* Work to do
Extend the article on reusable water bottles, picking up after its final sentence.

* Quoted passage
Reusable water bottles help students stay hydrated while being green and cost-effective

waterbottle

If Anna Heintzman forgets to bring a water bottle to school, it’s going to be a bad day.

Heintzman, a senior business major, carries a reusable water bottle throughout the day and is hard-pressed to buy plastic if she can avoid it.

From the trendy S’well to the classic Nalgene, greener, cheaper alternatives to plastic bottles are gaining traction with students. Some students feel there is a heightened awareness about the health benefits to drinking water, encouraged by the refilling stations scattered throughout campus.

Another reason for the water bottle boom is cost. Students say it’s much cheaper for them to buy one or two reusable bottles and refill them for free, rather than pay $2 every time they’re thirsty.

One thing is clear: there is a reusable water bottle for every personality and lifestyle out there. Here’s a rundown of the different kinds and why students like them.

Glass

Although a bit heavier, glass bottles are safe from BPA, PVC and other contaminants linked to plastic wear. Glass water bottles also offer a sleek look and many come with silicone or gel-like sleeves to protect them from breaking. Most brands, from Lululemon to Camelback, carry some version of glass bottles.

Moumita Hore, a freshman physics major, said she tries to avoid eating or drinking from plastic containers as much as possible to limit exposure to these contaminants.

She carries a glass water bottle purchased from Wegmans to drink from each day.

“Drinking enough water is actually very difficult, like in order to see the physical effects in your skin and body, you have to drink even when you’re not thirsty which can be hard,” Hore said.

Hore strives to get in enough water a day without having to buy plastic bottles or drink from a water fountain by carrying her glass bottle.

Infusers

Serina Janczen, a freshman business major, said she can’t have her water without citrus fruit in it. She refills her purple plastic Camelback several times throughout the day in order to stay hydrated, something she feels is important to feel good and take care of herself.

A special bottle isn’t necessary to flavor water with fruit or spices, but several brands do make infusers, a separate piece in the bottle that holds fruit or other enhancers. The Ad-n-Art glass bottle is available for $21 and comes with a fruit infuser to keep the water flavorful, but free from floating strawberry or cucumber.

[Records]
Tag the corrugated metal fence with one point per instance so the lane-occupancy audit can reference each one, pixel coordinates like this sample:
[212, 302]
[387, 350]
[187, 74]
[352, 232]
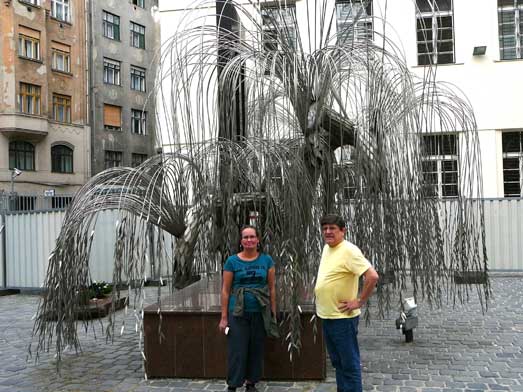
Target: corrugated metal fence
[30, 237]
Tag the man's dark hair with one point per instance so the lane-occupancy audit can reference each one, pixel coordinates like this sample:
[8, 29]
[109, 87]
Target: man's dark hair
[332, 219]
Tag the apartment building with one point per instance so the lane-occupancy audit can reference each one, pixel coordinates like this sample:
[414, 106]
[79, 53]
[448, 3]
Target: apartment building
[479, 54]
[124, 38]
[44, 131]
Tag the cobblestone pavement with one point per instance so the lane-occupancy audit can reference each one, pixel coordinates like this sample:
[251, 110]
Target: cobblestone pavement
[454, 349]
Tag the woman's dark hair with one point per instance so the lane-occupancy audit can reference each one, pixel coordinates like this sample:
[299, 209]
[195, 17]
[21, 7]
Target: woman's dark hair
[256, 230]
[332, 219]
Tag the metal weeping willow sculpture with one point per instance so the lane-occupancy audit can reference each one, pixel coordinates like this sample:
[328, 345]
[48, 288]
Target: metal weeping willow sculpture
[287, 119]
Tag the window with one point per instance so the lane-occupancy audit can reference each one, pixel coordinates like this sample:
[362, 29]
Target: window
[137, 78]
[62, 108]
[440, 165]
[112, 118]
[113, 159]
[28, 43]
[60, 10]
[137, 35]
[512, 163]
[138, 122]
[21, 155]
[111, 71]
[353, 20]
[510, 23]
[138, 159]
[61, 57]
[61, 159]
[111, 25]
[29, 98]
[279, 26]
[435, 32]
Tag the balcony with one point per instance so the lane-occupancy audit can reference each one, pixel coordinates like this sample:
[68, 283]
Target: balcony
[23, 126]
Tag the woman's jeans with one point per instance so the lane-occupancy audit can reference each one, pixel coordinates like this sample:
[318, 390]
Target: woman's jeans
[341, 338]
[245, 348]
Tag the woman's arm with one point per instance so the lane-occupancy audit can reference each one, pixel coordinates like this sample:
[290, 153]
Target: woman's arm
[226, 292]
[271, 281]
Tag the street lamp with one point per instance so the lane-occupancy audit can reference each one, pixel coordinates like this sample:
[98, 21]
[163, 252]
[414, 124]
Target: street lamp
[15, 173]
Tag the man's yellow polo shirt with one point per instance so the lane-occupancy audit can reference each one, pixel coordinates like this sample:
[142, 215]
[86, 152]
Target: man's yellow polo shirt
[338, 279]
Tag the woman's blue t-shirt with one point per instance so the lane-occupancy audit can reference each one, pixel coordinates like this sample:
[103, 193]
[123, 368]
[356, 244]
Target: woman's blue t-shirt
[251, 274]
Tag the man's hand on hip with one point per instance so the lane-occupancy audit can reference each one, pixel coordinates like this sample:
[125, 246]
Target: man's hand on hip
[350, 305]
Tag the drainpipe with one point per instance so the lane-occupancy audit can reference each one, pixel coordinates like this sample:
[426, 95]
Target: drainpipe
[4, 250]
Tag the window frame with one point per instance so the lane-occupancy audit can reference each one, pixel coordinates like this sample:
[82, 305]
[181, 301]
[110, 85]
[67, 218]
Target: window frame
[109, 25]
[516, 10]
[513, 156]
[66, 10]
[34, 44]
[116, 67]
[278, 23]
[441, 158]
[114, 157]
[137, 159]
[364, 25]
[36, 98]
[139, 120]
[55, 52]
[138, 78]
[137, 38]
[64, 102]
[62, 159]
[430, 34]
[25, 154]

* Response to the exercise
S’trendy

The S’well bottle is arguably becoming the most popular water bottle at the moment. The stainless steel bottles are triple-walled and come in a variety of sizes and designs, from their distinct wood collection to the sleek marble-like elements collection.

The bottles are narrow enough for easy transport and, in the spirit of International Women’s Day, buying from S’well supports the fastest-growing woman-run company in the U.S.

Pro tip: their largest size, the 24 oz. bottle, holds exactly one bottle of wine, according to their website.

Outdoorsy

Brian Johnson, a senior communication major, thinks plastic water bottles are “dumb” and “incredibly wasteful.”

“I’m too thirsty to deal with refilling one water bottle and there are so many [plastic water bottle] companies out there and they’re all selling the same thing, so I don’t get it, how do you decide which one,” Johnson said.

Johnson prefers his vintage Nalgene for everyday use and hiking. The plastic, Patagonia sticker-laden bottle is a hand-me-down from his father.

Heintzman brings her Nalgene for hikes and other outdoor activities. Because these bottles are relatively cheap, she doesn’t worry about them getting scuffed or dirty.

For Johnson and Heintzman, stickers for their bottles are almost as important as the water itself.

“You take stickers from national parks you go to and we [Outdoor Adventure Club] have stickers, it’s a very personal thing, it’s very cool,” Heintzman said.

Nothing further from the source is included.